** EXERCISE BRIEF **
Print out every line of the entries below word for word, but leave out the pictures.

** Collected data **
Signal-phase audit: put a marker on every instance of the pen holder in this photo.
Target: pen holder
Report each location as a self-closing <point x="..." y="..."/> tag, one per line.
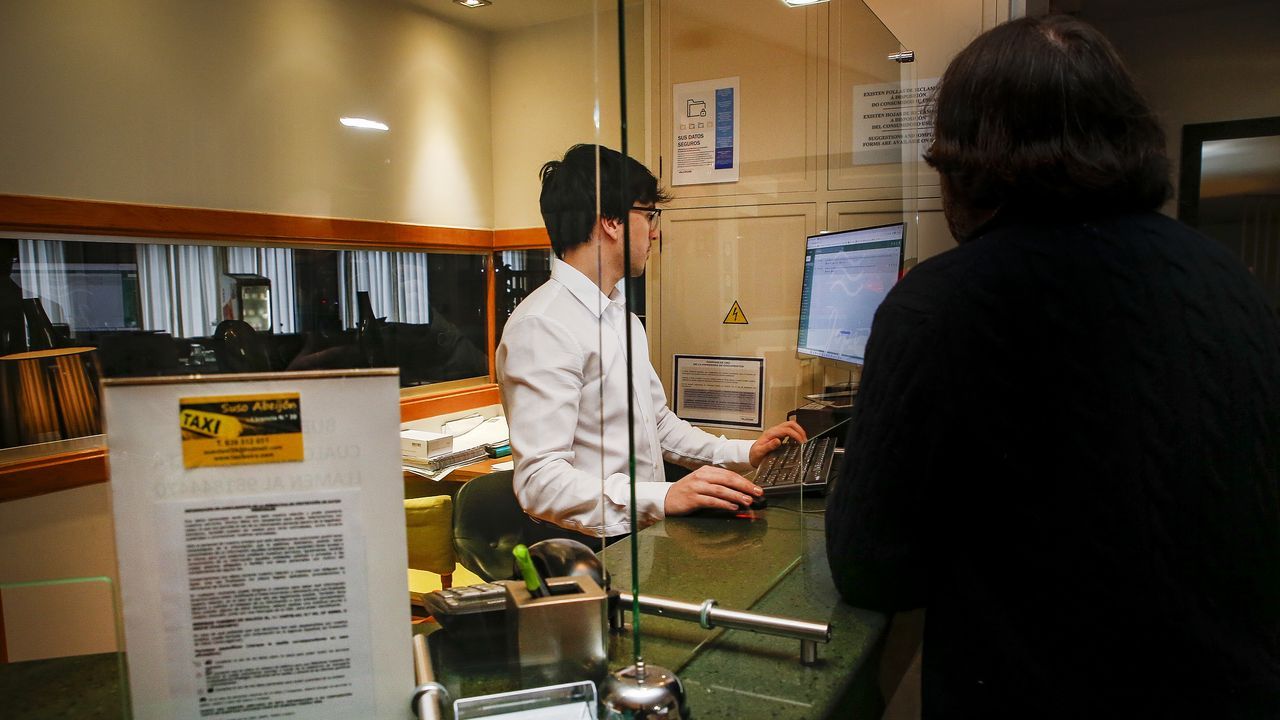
<point x="562" y="637"/>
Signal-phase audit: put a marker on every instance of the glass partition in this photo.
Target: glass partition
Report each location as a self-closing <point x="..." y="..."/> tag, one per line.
<point x="71" y="659"/>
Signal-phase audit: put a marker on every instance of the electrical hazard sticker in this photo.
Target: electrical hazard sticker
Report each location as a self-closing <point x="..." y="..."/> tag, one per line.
<point x="242" y="429"/>
<point x="735" y="315"/>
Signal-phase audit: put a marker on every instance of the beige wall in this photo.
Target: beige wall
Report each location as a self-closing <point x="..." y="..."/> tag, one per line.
<point x="54" y="537"/>
<point x="737" y="241"/>
<point x="236" y="105"/>
<point x="545" y="83"/>
<point x="1212" y="64"/>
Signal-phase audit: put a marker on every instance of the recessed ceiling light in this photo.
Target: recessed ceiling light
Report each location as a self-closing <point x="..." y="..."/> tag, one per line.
<point x="364" y="123"/>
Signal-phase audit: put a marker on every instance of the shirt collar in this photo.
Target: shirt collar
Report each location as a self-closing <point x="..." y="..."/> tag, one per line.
<point x="583" y="288"/>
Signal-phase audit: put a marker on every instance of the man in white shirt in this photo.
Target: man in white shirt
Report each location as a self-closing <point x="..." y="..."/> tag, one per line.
<point x="562" y="365"/>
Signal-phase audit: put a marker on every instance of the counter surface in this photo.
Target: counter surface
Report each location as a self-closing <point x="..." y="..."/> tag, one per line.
<point x="775" y="564"/>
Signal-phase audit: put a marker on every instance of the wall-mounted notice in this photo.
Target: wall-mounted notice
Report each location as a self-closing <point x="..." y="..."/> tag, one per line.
<point x="891" y="123"/>
<point x="255" y="588"/>
<point x="718" y="391"/>
<point x="707" y="131"/>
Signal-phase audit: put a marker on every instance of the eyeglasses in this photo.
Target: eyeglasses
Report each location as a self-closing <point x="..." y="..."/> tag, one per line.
<point x="652" y="214"/>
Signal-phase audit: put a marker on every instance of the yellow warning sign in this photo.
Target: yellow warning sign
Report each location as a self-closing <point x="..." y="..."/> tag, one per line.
<point x="735" y="315"/>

** TASK ANSWER **
Signal-phase audit: put a marker on every instance of the pen holder in this photo.
Target: pen holder
Report each location as a self-closing <point x="..." y="..."/> tag, one per line.
<point x="562" y="637"/>
Signal-phase audit: put a marker on every instance of the glass partition in this photo.
Target: glass partition
Report each location as a self-closing <point x="..." y="..."/> tag, one per line.
<point x="71" y="659"/>
Signal-phase audit: put a marker on every instance of the electrical hazard sticker in this photo.
Target: electrical hazard sticker
Report each location as a self-closing <point x="..." y="..."/> tag, one per line.
<point x="242" y="429"/>
<point x="735" y="315"/>
Signal-phase audit: put a marker on every instance of the beige wall in this photo.
Target: beige wall
Report each location as a self-closing <point x="..." y="..."/> tag, one per line.
<point x="54" y="537"/>
<point x="737" y="241"/>
<point x="236" y="105"/>
<point x="545" y="83"/>
<point x="1212" y="64"/>
Signal-phase audit: put a marker on every instance of the recessed ceiling light in this photo.
Target: recessed ceiling light
Report each location as a self-closing <point x="..." y="..."/> tag, one per line.
<point x="364" y="123"/>
Signal-phase audit: put a marker on every instance of the shirt collar in this photo.
Target: shirt collar
Report each location as a self-closing <point x="..." y="..."/> tag, one per line.
<point x="583" y="288"/>
Signal-phase audit: put a marker on every instance of the man in white shirt in this photo.
Target: man in white shirt
Report each location as a self-closing <point x="..." y="..."/> tag, one per line.
<point x="562" y="365"/>
Signal-phase audit: put a marker on every instance of the counter surface in this photo.
Target: counter surface
Report each location as a self-closing <point x="..." y="..."/> tag, one per line.
<point x="775" y="564"/>
Signal-phase audit: put a marker on every instance of the wall-mounted notice in this photo.
Target: wall-mounted notice
Report each location as a self-closing <point x="..." y="..."/> tag, one per line.
<point x="891" y="123"/>
<point x="255" y="588"/>
<point x="718" y="391"/>
<point x="707" y="131"/>
Signal-phase audit: put a marker on every instance of the eyeglasses in this photo.
Target: eyeglasses
Report each location as a self-closing <point x="..." y="..."/> tag, one per line.
<point x="652" y="214"/>
Signal-phase audit: put a marker on every instance of the yellow warning sign in this photo.
Target: yellow warning sign
Report each location as a self-closing <point x="..." y="..."/> tag, one per line.
<point x="735" y="315"/>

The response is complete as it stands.